Sayfa metni:
______________________________

Sinema tutkunları yakından bilir 3D, 5D ve 7D'yi Peki, 7D tiyatroyu duydunuz mu ya da izlediniz mi!Belki de Türkiye'de bir ilke imza atan 'Medya Sanat Evi', bambaşka bir konseptte Erzurumlulara 7D tiyatro keyfini yaşatıyor.
Erzurumajans-Onur Sağsöz'ün röportajı-Takip edenler hatırlayacaktır Erzurumlu tiyatro sanatçısı Yakup Çağlayan ile çok güzel bir röportaj yapmıştım. Lise yıllarına kadar kekemeyken tiyatro sahnesinde hem kendini, hem dilini bulmuş, hayatına bu anlamda yön vermişti. Sanatçı dostlarıyla birlikte kurduğu 'Medya Sanat Evi' çatısı altında Doğu'da bir ilke imza atan Çağlayan, kurdukları oda tiyatrosuyla kentin kültür ve sanat hayatına farklı bir soluk getirdi. Bu sezon 4'üncü oyunlarını sahneleyen ekip, belki de Türkiye'de bir ilke imza attı. Nasıl mı? Sinema tutkunları bilir 3D, 5D ve son dönemde çıkan 7D teknolojisini? Hani giriyorsunuz bir simülatöre, karşınızda dev bir ekran; takıyorsunuz gözlükleri koltuk sallanıyor, kar, yağmur, fırtına, aksiyon? Artık filmde ne varsa sizi de olayın içine alıp bambaşka bir boyuta taşıyor. Hadi bunu sinemada teknolojiyle yapmak mümkün peki ya tiyatro da? Onu da Medya Sanat Evi yaptı? Bildiğiniz tiyatro sahnesini unutun? Oyunun adı: Gece o kadar kirliydi ki ikisi de kayboldular. Bu oyunda koltuklarınıza kurulup, uzaktan uzağa izlemek yok. 60 metrekarelik odada 3 metrekarelik arena sahne? Oyunculara en fazla 20 santimetre uzaklıkta ve göz gözesiniz? Gerisini Erzurumlu tiyatro sanatçısı Sezai Yılmaz'dan dinleyin ve mutlaka bu oyunu izleyin.

______________________________

Görev tanımı:
Erzurum'daki 7D tiyatro oyununu anlatan yazıyı son cümlesinden sonra devam ettir.

Eldeki veriler:

______________________________

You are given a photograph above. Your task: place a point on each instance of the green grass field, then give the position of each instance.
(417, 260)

______________________________

Görevin yanıtı:
Nereden çıktı bu fikir? Arena sahne çok kullanılıyor mu?
Oyunun konseptine uygun bir şeyler arıyorduk. Oyun normalde bir odada geçiyor biz de bu odayı etrafladık. Duvarları kaldırdık, seyircinin bizi her açıdan görmesini istedik. İşin aslı nerden esinlendik bilmiyorum. Sadece okuduklarımızı, bildiklerimizi uygulamaya çalıştık. Hayal de diyebiliriz, fikir fikiri doğurdu. Öyle yapalım, şöyle yapalım derken bir anda ortaya arena sahne çıktı. Aslında çok kullanılan bir sahne değil. Benim 17 yıllık bir sahne tecrübem var. Bende ilk defa oynayacağım, inan çok merak ediyorum. Seyirci de neye uğradığını şaşıracak. Çünkü neyle karşılaşacaklarını bilmiyorlar. Seyirci ben ve Taner'in (Köse) terimizin her damlasını en yakın açıdan görecek yani aramızda 20 santimetrelik bir mesafe olacak seyirciyle. Bu da çok ciddi bir şey orada bir efor sarf ediliyor ve oyuncu da izleyici de oyunun içinde olacak. Doğu'da bir ilk? Belki Türkiye'de? Zaten ilkleri yapmanın peşindeyiz ve yapıyoruz da? Erzurum Devlet Tiyatrosu'ndan sonra burada da profesyonel bir ekiple çalışıyoruz.
Biraz oyundan bahsedelim... Konusu ne?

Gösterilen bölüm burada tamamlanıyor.